§ Your task
Please summarize the passage below on talking with teenagers about sex in two sentences.

Nevertheless, at home, there are also hurdles that you have to overcome. The feeling of awkwardness is one tough issue to crack. There are things that teens can openly discuss with their friends but would be unwilling to talk it out with the parents. Masturbation is one such topic. So the challenge lies in breaking that barrier. And the opportunities to tactfully break the ice may be rare so once it presents itself, immediately grab the opportunity of opening the topic. For example, try to listen to the lyrics of the songs your teen listens to and for sure you will hear snatches of sex or sexual innuendos from it. Utilize that moment as a jump off point to start a conversation about sex. More often than not, the best way to disarm a teenager is to be honest. Admit that you also feel uncomfortable with the topic of sex but at the same time reinforce the importance of such a conversation. Do not be afraid in being straightforward with topics like oral sex, sexual intercourse, lesbianism, homosexuality, et cetera. Guide them by itemizing the pros and cons. Tell them the dangers of teenage pregnancy and it repercussions. Use them as an example by asking them if they wanted to be a product of unwanted pregnancy.

Whatever your discussions may be, never ever sound as if you are lecturing. And please refrain from scaring them. And most of all, allow them to talk. Know their personal views on the topic. When you know, you have a better grasp of the extent of their knowledge and that is when you would be able to help them better.

§ Given information
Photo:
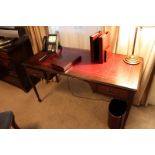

§ Solution to this problem
Parents face awkwardness when raising topics like sex with their teens, so they should seize rare openings such as sexual references in song lyrics, be honest about their own discomfort, and speak plainly about sexual topics and the dangers of teenage pregnancy. They should avoid lecturing or scaring their teens and instead let them talk and share their views, since knowing what teens already understand lets parents help them better.